Problem requirements —
Copy out each line of the entries below in which the string "tulip" appears.

Photo-based referring expression data —

---

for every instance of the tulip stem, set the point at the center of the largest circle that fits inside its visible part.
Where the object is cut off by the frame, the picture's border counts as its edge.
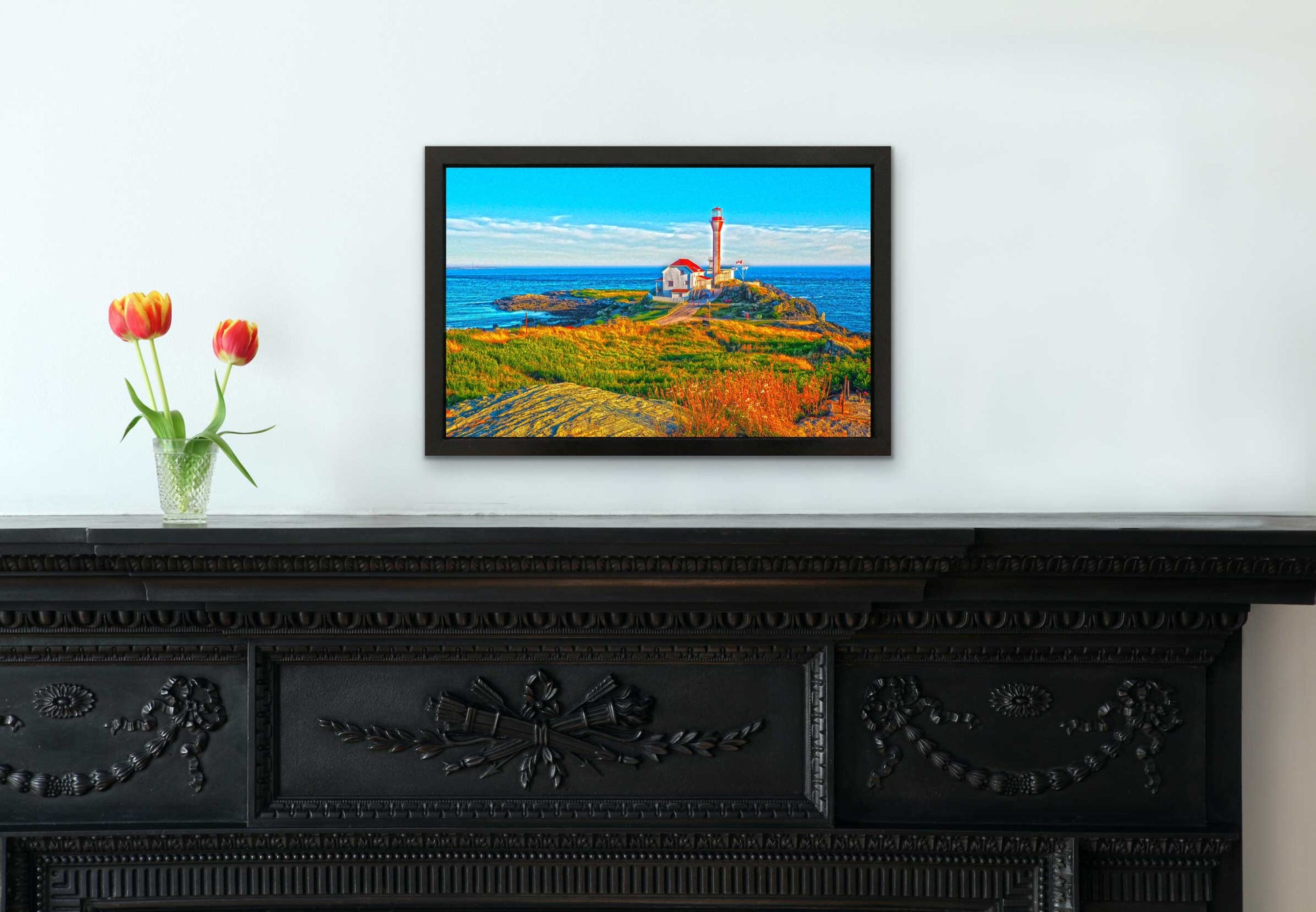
(160, 375)
(146, 377)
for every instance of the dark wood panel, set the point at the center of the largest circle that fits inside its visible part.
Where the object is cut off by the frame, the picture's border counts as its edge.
(519, 729)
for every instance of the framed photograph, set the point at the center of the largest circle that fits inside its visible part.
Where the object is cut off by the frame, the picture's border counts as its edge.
(658, 300)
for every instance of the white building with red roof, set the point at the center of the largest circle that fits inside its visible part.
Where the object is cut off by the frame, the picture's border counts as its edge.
(684, 277)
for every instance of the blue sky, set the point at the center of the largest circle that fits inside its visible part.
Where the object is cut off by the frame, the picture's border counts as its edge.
(637, 216)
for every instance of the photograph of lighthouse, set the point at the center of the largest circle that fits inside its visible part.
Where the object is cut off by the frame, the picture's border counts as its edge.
(657, 307)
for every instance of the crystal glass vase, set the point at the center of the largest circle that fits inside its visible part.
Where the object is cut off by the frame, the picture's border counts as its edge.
(185, 469)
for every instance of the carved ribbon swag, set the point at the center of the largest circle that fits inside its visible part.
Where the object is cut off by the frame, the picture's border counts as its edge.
(193, 709)
(603, 725)
(1144, 709)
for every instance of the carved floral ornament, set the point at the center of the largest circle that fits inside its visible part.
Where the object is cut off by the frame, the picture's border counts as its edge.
(64, 700)
(1020, 700)
(605, 725)
(191, 710)
(1143, 711)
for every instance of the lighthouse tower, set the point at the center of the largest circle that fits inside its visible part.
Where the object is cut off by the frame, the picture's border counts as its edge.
(716, 222)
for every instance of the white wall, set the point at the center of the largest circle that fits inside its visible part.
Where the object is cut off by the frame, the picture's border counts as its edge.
(1104, 239)
(1106, 258)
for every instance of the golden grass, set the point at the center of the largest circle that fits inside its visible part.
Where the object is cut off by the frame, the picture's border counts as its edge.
(490, 336)
(751, 403)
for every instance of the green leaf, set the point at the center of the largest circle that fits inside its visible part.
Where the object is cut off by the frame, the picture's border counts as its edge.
(220, 410)
(131, 425)
(162, 427)
(228, 450)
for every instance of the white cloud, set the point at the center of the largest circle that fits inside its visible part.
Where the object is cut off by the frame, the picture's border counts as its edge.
(510, 241)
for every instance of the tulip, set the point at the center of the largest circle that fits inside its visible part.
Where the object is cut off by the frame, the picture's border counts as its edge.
(118, 321)
(147, 316)
(236, 343)
(119, 325)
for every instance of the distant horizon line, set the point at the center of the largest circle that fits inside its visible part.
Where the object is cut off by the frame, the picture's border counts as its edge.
(628, 266)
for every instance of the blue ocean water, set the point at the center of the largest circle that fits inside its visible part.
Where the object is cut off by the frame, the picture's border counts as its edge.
(843, 293)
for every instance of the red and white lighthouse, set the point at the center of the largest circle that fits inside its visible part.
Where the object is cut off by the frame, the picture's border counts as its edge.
(716, 222)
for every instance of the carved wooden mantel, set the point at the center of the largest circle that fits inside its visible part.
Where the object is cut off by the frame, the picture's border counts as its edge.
(910, 713)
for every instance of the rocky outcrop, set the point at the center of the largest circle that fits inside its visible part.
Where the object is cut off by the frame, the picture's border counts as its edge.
(561, 410)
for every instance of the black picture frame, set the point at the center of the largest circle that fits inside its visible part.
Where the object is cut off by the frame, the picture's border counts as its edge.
(438, 158)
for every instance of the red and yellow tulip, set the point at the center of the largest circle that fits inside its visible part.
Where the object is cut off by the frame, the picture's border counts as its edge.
(236, 343)
(147, 316)
(137, 318)
(118, 321)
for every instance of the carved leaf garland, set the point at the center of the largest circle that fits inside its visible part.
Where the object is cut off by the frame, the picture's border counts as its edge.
(606, 724)
(1143, 707)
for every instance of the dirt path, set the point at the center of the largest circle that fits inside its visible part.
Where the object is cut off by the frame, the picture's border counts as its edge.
(560, 410)
(857, 420)
(680, 314)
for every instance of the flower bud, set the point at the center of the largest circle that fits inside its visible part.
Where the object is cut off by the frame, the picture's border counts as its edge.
(119, 321)
(147, 316)
(236, 341)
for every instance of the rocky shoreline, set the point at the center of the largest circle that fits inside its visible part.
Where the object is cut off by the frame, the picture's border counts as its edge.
(738, 300)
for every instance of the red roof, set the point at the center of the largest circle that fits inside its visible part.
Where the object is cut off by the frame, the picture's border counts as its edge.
(688, 265)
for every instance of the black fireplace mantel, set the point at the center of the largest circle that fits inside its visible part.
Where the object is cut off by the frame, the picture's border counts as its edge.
(852, 713)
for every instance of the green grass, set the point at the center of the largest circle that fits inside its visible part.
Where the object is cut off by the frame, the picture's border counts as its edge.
(641, 360)
(621, 296)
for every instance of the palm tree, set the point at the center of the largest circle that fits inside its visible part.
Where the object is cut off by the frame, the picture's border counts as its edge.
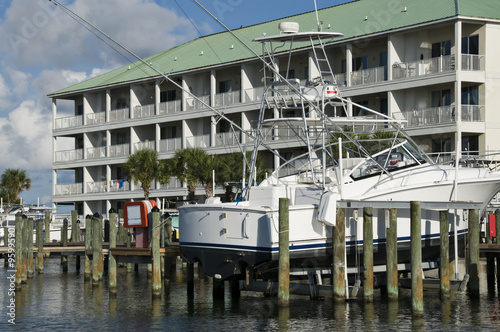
(14, 181)
(195, 166)
(143, 166)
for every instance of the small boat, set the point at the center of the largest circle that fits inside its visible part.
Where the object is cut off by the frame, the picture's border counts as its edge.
(333, 159)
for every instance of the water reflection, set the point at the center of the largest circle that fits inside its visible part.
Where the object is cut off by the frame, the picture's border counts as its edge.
(66, 301)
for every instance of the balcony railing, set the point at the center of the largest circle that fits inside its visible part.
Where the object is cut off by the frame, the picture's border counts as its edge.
(423, 67)
(170, 144)
(68, 122)
(202, 141)
(144, 111)
(119, 114)
(69, 155)
(69, 189)
(200, 103)
(227, 98)
(229, 138)
(145, 145)
(95, 118)
(170, 107)
(119, 150)
(95, 153)
(371, 75)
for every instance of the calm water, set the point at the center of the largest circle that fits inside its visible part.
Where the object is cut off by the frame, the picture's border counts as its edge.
(63, 301)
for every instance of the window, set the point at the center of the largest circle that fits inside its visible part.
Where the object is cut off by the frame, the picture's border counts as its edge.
(470, 45)
(441, 48)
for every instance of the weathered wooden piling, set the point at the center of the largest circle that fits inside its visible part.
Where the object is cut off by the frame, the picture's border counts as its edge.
(338, 243)
(284, 253)
(29, 239)
(368, 254)
(97, 255)
(417, 289)
(19, 249)
(112, 245)
(473, 286)
(64, 242)
(88, 242)
(444, 254)
(392, 255)
(155, 248)
(39, 244)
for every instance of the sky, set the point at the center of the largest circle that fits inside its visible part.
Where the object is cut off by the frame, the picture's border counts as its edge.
(42, 50)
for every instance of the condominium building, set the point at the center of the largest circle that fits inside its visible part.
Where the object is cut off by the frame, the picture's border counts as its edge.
(433, 63)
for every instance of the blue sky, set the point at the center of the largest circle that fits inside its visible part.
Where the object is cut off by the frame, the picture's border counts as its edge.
(42, 50)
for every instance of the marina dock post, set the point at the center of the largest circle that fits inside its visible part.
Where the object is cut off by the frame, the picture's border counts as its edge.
(29, 239)
(155, 248)
(417, 286)
(473, 286)
(284, 253)
(392, 255)
(444, 266)
(338, 243)
(368, 254)
(39, 244)
(112, 245)
(88, 241)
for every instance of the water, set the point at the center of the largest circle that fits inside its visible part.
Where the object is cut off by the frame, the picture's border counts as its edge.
(63, 301)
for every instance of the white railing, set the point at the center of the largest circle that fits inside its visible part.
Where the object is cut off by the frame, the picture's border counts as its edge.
(119, 114)
(170, 144)
(371, 75)
(68, 122)
(423, 67)
(119, 150)
(472, 62)
(229, 138)
(95, 118)
(69, 189)
(170, 107)
(195, 104)
(145, 145)
(202, 141)
(227, 98)
(69, 155)
(95, 153)
(144, 111)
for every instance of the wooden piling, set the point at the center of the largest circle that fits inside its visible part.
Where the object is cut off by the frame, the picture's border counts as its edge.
(112, 245)
(417, 291)
(338, 248)
(444, 254)
(155, 248)
(19, 249)
(473, 253)
(368, 254)
(39, 244)
(88, 241)
(64, 242)
(97, 256)
(392, 255)
(30, 262)
(284, 253)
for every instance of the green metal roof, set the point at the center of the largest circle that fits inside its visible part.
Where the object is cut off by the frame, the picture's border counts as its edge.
(354, 19)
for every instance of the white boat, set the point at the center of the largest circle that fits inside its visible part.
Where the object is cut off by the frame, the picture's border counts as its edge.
(231, 238)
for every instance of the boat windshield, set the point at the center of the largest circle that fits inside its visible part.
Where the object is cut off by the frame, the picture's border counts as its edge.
(396, 157)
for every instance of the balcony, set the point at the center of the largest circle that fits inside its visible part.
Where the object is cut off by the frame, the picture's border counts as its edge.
(170, 107)
(170, 144)
(69, 189)
(227, 98)
(68, 122)
(144, 111)
(95, 118)
(68, 155)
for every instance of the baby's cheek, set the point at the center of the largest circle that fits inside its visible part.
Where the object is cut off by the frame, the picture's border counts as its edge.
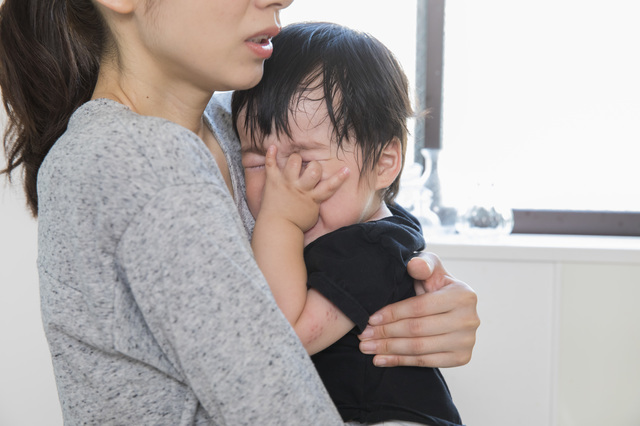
(254, 194)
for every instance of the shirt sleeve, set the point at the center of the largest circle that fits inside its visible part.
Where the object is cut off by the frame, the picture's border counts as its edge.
(189, 266)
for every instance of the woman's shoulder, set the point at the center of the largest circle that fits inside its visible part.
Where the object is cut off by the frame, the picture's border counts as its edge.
(104, 136)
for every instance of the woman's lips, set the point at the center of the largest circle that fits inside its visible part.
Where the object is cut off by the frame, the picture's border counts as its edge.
(260, 44)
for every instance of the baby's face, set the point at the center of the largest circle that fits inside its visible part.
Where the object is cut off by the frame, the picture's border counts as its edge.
(356, 200)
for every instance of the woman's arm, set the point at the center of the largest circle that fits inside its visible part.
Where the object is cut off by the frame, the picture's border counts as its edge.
(289, 207)
(437, 328)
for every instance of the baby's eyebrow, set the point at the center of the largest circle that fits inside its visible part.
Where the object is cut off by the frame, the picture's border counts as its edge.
(253, 149)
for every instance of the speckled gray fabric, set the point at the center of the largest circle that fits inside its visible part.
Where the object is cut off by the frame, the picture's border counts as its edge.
(154, 309)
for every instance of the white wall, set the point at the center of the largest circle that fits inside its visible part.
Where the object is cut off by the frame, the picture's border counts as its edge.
(27, 388)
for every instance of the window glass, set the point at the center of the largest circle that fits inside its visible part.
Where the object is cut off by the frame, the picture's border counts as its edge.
(542, 99)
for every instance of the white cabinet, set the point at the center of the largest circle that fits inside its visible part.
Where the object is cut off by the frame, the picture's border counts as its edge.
(559, 343)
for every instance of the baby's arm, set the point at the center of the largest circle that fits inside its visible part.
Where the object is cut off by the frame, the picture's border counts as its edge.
(290, 206)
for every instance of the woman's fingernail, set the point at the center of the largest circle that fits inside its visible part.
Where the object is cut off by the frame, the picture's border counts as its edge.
(368, 347)
(375, 319)
(367, 333)
(380, 361)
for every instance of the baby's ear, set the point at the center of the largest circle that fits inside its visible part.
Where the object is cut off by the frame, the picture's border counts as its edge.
(389, 164)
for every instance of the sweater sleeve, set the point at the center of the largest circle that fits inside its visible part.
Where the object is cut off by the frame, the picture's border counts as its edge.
(191, 272)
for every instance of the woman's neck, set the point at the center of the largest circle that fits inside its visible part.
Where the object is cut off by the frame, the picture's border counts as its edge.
(179, 103)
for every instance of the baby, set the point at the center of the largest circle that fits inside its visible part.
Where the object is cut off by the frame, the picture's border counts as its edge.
(323, 142)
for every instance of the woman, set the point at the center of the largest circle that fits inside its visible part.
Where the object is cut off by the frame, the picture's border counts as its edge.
(154, 309)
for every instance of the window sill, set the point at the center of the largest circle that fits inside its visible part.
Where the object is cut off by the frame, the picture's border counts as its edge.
(536, 248)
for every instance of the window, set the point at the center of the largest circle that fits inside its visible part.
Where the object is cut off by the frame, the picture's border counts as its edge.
(540, 99)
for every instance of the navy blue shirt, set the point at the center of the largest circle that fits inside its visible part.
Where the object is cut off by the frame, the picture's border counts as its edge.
(361, 268)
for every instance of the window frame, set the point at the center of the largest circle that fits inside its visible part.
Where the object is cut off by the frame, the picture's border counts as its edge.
(428, 134)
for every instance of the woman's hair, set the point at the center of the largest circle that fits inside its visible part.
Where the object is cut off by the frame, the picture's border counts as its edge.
(50, 52)
(364, 88)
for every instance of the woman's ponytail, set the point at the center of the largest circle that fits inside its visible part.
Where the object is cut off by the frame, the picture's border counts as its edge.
(50, 52)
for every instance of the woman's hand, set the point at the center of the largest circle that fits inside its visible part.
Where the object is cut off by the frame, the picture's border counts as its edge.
(436, 328)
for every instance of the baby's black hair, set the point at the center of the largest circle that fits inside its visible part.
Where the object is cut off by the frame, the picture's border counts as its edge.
(364, 87)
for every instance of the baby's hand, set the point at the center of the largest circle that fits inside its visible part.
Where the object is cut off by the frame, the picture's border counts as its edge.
(296, 192)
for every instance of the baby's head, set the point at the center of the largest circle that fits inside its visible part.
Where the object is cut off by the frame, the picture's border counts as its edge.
(328, 82)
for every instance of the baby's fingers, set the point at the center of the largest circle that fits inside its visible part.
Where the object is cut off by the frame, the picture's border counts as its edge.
(326, 188)
(311, 175)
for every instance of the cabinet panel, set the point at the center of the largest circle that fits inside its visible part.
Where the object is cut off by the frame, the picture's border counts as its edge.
(510, 377)
(599, 362)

---

Exercise answer —
for every instance of the tulip stem, set the point at the center of the largest circle that fits inside its visible part.
for every instance of the tulip, set the point at the center of the largest circle that fits inside its visible part.
for every instance of the red and yellow tulip, set the point at the center of the largest circle that fits inside its visible part.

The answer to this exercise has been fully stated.